# Task
When you reach the line containing "Target: jacket sleeve" in the data below, begin returning lines exactly as written, and stop once the line containing "Target: person in white top" has been returned.

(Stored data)
......

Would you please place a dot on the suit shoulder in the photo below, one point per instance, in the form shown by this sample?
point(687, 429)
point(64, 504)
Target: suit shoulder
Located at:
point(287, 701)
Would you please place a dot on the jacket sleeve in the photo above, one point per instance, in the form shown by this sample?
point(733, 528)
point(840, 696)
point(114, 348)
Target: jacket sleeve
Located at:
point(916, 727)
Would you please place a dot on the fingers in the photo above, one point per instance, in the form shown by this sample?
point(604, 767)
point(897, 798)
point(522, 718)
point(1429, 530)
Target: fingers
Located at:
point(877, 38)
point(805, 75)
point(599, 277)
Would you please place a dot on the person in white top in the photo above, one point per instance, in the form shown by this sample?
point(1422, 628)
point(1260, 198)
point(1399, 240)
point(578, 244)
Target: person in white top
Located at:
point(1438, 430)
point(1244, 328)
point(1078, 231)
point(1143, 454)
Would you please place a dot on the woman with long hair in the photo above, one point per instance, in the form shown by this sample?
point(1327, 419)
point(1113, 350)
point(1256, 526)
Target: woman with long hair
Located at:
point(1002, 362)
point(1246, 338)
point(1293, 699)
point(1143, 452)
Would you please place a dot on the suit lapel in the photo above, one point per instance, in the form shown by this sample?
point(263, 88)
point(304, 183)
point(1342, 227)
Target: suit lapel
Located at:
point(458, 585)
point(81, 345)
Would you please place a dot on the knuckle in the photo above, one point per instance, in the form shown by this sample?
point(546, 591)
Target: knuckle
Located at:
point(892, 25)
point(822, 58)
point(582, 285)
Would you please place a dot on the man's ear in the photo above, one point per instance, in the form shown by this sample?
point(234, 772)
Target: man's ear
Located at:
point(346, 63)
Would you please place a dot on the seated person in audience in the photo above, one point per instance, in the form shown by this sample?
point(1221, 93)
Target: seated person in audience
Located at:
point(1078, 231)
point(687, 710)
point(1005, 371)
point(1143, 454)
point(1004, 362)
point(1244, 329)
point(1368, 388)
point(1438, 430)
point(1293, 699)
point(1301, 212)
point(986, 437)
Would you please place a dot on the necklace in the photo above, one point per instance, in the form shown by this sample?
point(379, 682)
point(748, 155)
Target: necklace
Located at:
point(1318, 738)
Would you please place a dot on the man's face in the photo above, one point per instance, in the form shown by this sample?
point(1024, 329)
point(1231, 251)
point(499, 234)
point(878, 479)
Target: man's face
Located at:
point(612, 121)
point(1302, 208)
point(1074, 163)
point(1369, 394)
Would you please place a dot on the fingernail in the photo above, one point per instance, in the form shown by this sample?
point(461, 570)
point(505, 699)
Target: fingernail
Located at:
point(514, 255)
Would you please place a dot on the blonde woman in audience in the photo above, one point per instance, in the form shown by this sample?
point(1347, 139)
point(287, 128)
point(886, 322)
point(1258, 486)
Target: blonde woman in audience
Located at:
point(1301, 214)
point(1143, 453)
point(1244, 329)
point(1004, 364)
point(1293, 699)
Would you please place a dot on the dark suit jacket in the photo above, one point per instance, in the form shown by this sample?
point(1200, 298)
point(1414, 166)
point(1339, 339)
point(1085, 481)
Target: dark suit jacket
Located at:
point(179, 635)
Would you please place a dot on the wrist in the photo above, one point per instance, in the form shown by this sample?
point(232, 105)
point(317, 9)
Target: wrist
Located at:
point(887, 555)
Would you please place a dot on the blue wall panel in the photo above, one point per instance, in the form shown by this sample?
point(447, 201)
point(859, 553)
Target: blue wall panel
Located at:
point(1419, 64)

......

# Task response
Target: jacket sleeve
Located at:
point(916, 727)
Would you please place a dot on the fingers in the photo above, one point per instance, in the form shown by this sample?
point(604, 767)
point(897, 798)
point(522, 718)
point(1429, 530)
Target: fingers
Located at:
point(877, 38)
point(805, 75)
point(599, 277)
Would you please place a dot on the person in white top in the photo above, one point per instance, in the form shown by this sample?
point(1422, 628)
point(1260, 198)
point(1399, 240)
point(578, 244)
Target: person in white top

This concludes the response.